- [What you will do]
1. Using the article on the economic downturn, answer these:
(a) On what date was the story originally published?
(b) What was the crisis called in mid-2007?
(c) According to economists, was monetary policy tightened or eased after the Crash of '29?
2. In the article on the economic downturn, retype the passage starting at "The 2002 Experience" and ending at "with the 1930s.".

- [Text]
+ + + +
Feature Stories | Jul 22 2009

(This story was originally published on July 14, 2009. It has now been re-published to make it available to non-paying members at FNArena and readers elsewhere).

By Greg Peel

On the day of publication of this article, stock markets are enjoying a US-led interim bounce. But this may yet prove a blip in a market that otherwise seems to have lost its way, and lost its earlier confidence. Did we simply become prematurely enthusiastic over the last few months?

The 2002 Experience

Throughout the progression of the current economic downturn from mid-2007 to now, economists have chopped and changed and reassessed which previous downturn this one could best be compared to. In mid-2007, the then “subprime crisis” was not expected by the majority to cause anything much more than a blip. By late 2008 the expression “Global Financial Crisis” had been accepted and immediate comparisons were made with the 1930s.

It suits politicians to maintain such sensationalism, because it provides justification not only for resultant policy, but for any policy failure. Economists in general have since (notwithstanding a remaining school of uber-bears) pointed out that the Crash of ’29 eventually led to The Great Depression because governments and central banks of the day did everything wrong and nothing right in response. Monetary policy was tightened instead of eased, massive institutional failure was accepted with a shrug and no fiscal stimulus was provided at a time when there were no unemployment benefits.
+ + + +
- [Dataset records]
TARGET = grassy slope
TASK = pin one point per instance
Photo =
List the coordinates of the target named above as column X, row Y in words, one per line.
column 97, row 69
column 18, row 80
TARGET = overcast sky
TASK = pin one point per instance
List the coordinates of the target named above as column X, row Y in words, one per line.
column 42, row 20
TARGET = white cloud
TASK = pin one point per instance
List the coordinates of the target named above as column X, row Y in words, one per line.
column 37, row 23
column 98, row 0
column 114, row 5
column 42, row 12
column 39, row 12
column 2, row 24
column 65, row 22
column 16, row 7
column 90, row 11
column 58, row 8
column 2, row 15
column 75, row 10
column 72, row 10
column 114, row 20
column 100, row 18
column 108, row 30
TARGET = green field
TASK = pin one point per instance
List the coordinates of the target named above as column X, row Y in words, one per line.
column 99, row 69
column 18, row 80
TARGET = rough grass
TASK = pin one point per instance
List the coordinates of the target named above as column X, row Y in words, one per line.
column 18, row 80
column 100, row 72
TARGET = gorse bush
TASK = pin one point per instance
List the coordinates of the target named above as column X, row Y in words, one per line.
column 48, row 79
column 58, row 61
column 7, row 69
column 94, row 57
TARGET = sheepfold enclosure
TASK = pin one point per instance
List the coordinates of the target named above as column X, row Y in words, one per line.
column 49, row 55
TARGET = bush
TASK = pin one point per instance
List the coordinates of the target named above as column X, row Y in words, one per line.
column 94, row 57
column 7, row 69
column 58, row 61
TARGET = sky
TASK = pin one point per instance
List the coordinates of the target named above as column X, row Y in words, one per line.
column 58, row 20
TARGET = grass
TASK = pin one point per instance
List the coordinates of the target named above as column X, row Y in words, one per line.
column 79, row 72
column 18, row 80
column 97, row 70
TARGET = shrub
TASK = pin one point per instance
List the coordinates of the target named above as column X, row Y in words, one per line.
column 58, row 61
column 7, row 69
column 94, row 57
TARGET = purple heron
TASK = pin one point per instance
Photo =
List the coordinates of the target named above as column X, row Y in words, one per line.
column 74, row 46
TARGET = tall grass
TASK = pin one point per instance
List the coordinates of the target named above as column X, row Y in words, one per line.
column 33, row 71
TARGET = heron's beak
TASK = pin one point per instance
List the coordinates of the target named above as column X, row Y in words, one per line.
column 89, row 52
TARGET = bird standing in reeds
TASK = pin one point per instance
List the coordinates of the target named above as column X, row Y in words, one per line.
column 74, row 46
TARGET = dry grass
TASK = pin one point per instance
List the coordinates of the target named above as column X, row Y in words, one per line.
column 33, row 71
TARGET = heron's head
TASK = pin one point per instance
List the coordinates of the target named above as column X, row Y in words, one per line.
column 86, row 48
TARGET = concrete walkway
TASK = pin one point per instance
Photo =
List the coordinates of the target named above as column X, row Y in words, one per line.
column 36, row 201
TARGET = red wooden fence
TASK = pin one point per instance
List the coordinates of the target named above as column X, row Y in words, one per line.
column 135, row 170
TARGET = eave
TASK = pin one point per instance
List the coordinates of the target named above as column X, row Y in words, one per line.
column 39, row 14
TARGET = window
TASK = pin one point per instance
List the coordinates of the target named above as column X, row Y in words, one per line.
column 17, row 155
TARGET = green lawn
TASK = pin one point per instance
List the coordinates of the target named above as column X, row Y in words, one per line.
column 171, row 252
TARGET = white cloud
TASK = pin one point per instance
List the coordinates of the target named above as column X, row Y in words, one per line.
+ + + +
- [Full answers]
1.
(a) July 14, 2009
(b) The "subprime crisis"
(c) Tightened

2.
The 2002 Experience

Throughout the progression of the current economic downturn from mid-2007 to now, economists have chopped and changed and reassessed which previous downturn this one could best be compared to. In mid-2007, the then “subprime crisis” was not expected by the majority to cause anything much more than a blip. By late 2008 the expression “Global Financial Crisis” had been accepted and immediate comparisons were made with the 1930s.